→ Available records
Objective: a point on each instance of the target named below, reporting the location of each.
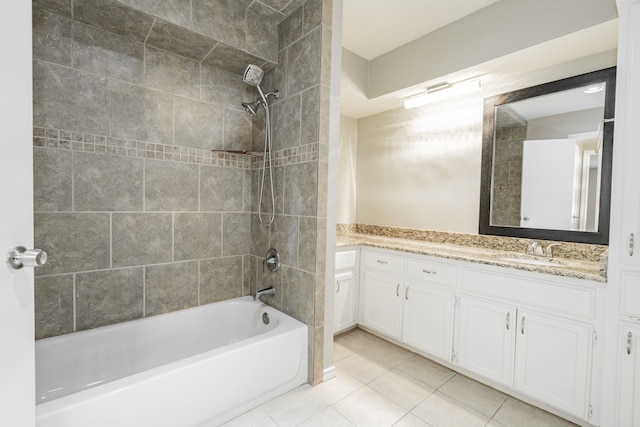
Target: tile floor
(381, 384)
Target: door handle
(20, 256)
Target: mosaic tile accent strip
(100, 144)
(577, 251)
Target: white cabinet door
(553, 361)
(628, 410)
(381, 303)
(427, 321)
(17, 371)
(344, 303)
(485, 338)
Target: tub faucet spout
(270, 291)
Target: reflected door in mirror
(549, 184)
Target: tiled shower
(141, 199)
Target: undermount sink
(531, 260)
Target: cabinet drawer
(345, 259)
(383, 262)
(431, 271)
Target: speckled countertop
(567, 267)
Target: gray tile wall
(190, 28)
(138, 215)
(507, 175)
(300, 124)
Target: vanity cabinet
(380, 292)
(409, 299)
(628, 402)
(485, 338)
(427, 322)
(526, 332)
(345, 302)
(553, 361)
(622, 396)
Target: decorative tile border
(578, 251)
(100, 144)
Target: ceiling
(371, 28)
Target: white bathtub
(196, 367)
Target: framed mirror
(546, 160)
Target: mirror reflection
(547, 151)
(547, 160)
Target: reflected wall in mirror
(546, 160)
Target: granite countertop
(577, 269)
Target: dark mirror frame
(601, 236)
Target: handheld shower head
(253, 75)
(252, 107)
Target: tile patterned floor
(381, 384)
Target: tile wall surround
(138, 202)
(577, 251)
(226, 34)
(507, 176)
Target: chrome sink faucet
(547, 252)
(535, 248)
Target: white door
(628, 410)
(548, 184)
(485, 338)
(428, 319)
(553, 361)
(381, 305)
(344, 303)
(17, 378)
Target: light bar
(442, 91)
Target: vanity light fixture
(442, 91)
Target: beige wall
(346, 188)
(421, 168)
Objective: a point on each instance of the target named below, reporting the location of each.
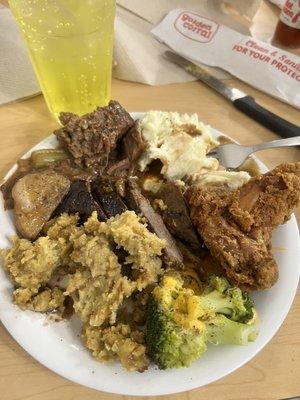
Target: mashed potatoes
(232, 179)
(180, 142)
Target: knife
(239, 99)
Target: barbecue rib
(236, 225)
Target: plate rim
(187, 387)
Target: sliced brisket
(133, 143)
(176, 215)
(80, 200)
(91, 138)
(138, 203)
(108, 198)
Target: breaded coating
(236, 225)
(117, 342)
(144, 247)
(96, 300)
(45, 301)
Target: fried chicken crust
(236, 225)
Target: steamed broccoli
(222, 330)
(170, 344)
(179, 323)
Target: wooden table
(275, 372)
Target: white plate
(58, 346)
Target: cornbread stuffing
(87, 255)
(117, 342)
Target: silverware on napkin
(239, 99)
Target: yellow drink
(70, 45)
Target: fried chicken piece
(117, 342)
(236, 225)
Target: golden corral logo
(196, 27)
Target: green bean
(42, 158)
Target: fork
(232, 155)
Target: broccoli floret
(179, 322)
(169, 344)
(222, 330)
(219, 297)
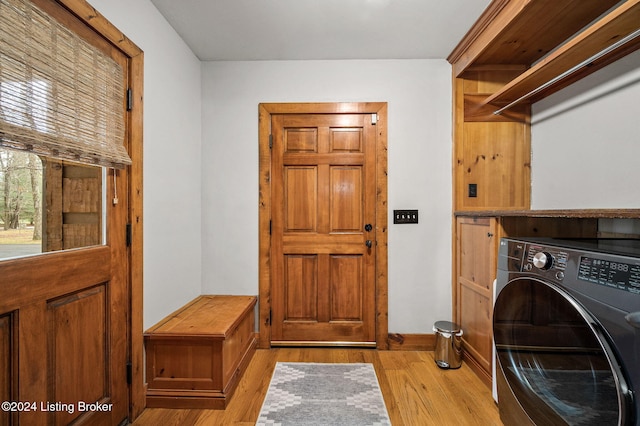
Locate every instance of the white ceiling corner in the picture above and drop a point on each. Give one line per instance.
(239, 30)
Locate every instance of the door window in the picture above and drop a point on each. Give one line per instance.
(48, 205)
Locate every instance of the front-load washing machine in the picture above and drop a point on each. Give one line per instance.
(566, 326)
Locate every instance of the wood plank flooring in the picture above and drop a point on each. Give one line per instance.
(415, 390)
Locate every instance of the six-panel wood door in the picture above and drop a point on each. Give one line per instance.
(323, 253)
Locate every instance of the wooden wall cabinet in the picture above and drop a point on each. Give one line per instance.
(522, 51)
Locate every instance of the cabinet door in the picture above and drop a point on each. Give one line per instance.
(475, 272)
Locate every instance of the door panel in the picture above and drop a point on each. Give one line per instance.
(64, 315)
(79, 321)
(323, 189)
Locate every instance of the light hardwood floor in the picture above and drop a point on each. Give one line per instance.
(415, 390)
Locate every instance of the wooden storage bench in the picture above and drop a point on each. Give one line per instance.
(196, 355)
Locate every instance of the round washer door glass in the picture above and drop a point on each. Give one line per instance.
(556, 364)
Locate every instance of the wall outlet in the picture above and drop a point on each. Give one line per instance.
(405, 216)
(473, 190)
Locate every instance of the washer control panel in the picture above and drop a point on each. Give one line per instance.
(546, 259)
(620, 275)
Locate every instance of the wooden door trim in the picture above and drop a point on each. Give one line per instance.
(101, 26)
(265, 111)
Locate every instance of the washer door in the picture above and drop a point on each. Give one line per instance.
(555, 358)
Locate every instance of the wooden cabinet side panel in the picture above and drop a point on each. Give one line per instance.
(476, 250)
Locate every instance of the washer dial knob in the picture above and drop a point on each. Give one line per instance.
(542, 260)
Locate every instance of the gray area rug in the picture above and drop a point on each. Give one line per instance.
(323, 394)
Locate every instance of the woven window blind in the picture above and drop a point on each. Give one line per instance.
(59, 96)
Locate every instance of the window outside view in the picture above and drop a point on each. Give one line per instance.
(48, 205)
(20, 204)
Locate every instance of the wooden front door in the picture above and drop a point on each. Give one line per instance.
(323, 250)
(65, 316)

---

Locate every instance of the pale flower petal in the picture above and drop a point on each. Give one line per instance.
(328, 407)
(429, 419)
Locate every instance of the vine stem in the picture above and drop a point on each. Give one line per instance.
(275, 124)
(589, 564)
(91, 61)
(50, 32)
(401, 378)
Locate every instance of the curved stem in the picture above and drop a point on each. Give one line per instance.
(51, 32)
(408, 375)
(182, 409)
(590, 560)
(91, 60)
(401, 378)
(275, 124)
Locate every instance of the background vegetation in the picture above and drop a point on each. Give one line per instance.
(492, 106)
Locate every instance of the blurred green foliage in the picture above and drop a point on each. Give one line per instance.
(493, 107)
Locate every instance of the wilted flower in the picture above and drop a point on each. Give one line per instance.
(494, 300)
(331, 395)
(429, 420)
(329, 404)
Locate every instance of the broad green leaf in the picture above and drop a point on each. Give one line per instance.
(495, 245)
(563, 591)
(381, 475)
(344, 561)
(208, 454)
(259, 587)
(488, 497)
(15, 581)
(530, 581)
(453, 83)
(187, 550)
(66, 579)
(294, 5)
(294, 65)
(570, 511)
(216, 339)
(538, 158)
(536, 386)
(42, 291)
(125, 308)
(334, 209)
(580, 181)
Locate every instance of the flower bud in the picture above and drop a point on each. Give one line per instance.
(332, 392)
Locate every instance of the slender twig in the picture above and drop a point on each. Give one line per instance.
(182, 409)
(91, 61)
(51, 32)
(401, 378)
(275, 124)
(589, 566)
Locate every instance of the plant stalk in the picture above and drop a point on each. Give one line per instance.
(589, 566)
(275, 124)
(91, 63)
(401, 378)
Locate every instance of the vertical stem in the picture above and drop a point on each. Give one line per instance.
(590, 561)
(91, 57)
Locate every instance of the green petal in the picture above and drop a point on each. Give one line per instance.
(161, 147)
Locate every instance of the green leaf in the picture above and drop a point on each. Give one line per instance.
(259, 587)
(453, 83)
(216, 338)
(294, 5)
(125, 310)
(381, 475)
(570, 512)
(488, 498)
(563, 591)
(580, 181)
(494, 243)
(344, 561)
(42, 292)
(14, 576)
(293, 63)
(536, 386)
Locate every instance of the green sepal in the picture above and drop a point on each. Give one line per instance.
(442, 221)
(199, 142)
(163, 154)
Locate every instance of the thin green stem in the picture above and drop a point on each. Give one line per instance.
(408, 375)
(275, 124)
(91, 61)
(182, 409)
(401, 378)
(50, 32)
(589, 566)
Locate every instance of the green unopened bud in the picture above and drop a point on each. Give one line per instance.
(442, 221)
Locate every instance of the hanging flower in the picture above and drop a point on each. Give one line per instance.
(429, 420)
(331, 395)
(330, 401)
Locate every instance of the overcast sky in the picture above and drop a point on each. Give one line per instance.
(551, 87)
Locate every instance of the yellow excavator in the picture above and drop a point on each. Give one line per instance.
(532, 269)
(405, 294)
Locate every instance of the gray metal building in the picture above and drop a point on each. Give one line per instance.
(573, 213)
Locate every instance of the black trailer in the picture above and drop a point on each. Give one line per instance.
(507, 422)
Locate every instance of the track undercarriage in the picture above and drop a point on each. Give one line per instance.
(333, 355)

...

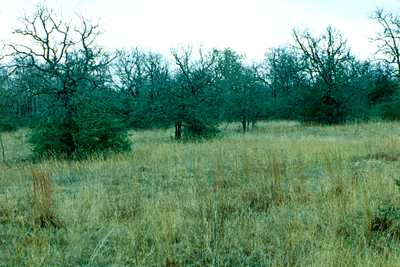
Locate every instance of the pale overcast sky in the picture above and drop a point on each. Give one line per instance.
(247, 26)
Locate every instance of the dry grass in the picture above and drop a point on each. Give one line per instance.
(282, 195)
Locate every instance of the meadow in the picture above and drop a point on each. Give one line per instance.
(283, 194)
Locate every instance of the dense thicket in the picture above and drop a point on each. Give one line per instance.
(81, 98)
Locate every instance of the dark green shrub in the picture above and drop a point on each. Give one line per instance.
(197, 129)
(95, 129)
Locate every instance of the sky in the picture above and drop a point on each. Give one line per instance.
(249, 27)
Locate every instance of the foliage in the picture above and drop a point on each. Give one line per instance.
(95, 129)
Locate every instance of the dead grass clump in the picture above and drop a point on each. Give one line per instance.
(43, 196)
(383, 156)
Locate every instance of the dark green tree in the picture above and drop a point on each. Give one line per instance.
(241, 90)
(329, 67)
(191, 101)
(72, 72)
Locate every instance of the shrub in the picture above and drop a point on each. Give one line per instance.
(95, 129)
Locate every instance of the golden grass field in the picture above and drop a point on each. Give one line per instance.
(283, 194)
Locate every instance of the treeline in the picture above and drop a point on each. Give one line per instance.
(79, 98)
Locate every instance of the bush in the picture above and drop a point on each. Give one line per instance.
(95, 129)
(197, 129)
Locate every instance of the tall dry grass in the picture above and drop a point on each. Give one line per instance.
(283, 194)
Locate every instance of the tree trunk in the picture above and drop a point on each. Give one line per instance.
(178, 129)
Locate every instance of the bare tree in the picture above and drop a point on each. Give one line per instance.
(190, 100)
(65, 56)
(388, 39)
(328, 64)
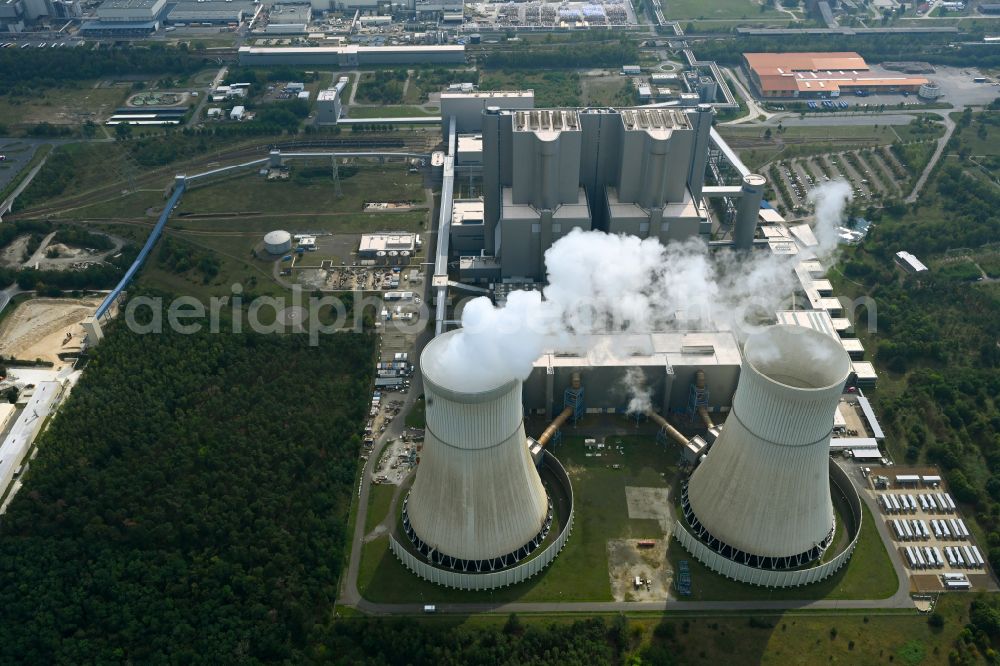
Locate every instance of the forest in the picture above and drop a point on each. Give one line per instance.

→ Aim of the task
Only the lines starting at the one that includes "Locate every instance of the tall" and ending at the one that includes "Locate every instance of the forest" should be retyped, exactly, from the records above; no pictures.

→ Result below
Locate every instance of the tall dry grass in the picture above and drop a point on each. Give one line per instance.
(283, 194)
Locate every instance of the tree trunk in the picture above and drop a point on each. Give one line per instance.
(178, 129)
Locate every instance of the bare tree in the picture above and drop a point on each. Give one line per instance.
(190, 100)
(65, 56)
(388, 39)
(328, 64)
Locate every instance of the forest in the picture above and drop a point on each. Give one line per instance.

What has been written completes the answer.